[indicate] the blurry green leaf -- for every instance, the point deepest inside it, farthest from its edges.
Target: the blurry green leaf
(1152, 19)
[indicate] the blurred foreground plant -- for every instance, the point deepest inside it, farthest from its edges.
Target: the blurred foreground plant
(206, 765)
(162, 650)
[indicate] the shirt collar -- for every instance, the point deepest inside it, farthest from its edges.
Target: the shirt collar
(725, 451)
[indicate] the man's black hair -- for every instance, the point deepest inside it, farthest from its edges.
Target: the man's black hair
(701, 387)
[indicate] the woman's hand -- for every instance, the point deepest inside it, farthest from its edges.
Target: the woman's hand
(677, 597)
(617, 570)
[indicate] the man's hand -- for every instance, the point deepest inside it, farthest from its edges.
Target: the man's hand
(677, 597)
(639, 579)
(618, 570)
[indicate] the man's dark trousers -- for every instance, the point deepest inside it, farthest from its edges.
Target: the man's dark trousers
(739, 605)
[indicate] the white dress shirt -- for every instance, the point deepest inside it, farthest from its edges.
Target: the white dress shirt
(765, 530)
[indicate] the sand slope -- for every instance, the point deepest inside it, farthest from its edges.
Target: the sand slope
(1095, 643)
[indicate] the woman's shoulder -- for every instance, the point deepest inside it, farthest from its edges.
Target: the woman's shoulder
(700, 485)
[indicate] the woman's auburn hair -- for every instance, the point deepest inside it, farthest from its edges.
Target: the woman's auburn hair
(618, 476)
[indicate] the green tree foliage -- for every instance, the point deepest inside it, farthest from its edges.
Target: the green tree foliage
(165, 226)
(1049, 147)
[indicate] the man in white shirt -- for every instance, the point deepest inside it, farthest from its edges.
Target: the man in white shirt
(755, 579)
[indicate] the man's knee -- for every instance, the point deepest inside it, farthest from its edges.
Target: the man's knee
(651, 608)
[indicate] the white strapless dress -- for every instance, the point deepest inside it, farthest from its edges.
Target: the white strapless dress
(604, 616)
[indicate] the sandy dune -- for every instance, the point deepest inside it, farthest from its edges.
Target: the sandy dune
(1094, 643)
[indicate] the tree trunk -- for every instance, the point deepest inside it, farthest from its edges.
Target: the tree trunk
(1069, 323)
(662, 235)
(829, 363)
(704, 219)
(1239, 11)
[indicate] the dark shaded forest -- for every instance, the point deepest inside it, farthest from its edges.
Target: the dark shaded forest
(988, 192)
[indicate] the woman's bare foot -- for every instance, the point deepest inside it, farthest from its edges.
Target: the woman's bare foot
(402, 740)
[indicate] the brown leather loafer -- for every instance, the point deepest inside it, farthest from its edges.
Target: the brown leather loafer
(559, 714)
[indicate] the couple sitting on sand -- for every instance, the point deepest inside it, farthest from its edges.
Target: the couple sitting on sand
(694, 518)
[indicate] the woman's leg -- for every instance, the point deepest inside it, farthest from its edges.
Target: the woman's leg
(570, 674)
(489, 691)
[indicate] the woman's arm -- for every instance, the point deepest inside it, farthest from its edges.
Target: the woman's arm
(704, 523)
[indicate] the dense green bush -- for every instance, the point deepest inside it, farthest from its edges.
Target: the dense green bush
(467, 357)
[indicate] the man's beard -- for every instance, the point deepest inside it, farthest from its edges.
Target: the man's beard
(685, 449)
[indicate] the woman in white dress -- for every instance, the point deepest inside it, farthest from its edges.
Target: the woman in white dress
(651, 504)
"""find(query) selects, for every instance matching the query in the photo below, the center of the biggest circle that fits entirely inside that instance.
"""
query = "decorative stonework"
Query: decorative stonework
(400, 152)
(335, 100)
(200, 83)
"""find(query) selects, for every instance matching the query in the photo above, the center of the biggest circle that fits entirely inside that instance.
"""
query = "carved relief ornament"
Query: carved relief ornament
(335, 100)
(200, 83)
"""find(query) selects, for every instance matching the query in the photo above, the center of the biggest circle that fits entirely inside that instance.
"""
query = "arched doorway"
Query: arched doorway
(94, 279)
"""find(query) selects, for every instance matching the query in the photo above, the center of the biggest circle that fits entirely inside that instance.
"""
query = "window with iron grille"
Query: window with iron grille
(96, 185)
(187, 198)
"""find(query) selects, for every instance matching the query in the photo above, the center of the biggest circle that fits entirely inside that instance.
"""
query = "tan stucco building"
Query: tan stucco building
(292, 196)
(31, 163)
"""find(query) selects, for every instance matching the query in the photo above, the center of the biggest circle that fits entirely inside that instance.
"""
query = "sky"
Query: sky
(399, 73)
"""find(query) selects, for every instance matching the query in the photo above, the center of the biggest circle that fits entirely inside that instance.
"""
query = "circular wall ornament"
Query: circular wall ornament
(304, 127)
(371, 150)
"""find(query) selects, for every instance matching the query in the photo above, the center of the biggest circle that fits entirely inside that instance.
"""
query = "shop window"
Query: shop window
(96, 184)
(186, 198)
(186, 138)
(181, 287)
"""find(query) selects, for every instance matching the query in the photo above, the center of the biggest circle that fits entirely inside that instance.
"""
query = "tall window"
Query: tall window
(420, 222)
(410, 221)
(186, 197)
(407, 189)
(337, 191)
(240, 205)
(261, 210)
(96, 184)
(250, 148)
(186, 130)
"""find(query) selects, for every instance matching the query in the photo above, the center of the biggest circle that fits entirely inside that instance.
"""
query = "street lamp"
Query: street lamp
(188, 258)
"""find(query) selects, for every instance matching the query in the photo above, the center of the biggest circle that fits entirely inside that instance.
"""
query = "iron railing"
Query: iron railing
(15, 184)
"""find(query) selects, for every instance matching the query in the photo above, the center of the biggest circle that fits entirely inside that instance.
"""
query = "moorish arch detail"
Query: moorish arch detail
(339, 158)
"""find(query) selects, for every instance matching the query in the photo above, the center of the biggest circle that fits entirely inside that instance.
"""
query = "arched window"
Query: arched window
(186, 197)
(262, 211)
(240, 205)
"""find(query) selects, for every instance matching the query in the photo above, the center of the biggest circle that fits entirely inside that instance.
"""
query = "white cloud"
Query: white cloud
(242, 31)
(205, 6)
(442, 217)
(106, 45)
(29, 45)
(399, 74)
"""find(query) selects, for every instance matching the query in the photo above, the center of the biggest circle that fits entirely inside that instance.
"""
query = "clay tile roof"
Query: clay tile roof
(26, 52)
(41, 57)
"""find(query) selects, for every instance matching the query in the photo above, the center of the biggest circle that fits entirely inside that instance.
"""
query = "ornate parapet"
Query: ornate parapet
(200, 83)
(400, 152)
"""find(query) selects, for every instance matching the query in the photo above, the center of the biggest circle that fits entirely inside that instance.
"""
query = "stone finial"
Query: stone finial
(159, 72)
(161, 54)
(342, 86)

•••

### Что нужно сделать:
Сдвиньте на 37 каждую координату в ответах и выпишите заново всё от строки с «[indicate] the woman's auburn» до строки с «(1049, 147)» включительно, вместе с запросами.

### Решение задачи:
[indicate] the woman's auburn hair -- for every instance, the point deepest inside it, farthest from its edges.
Target: the woman's auburn hair
(655, 513)
[indicate] the green tree foliage -- for every instance, the point deepest inside it, farthest from its edges.
Target: the green tree foliage
(202, 263)
(1086, 184)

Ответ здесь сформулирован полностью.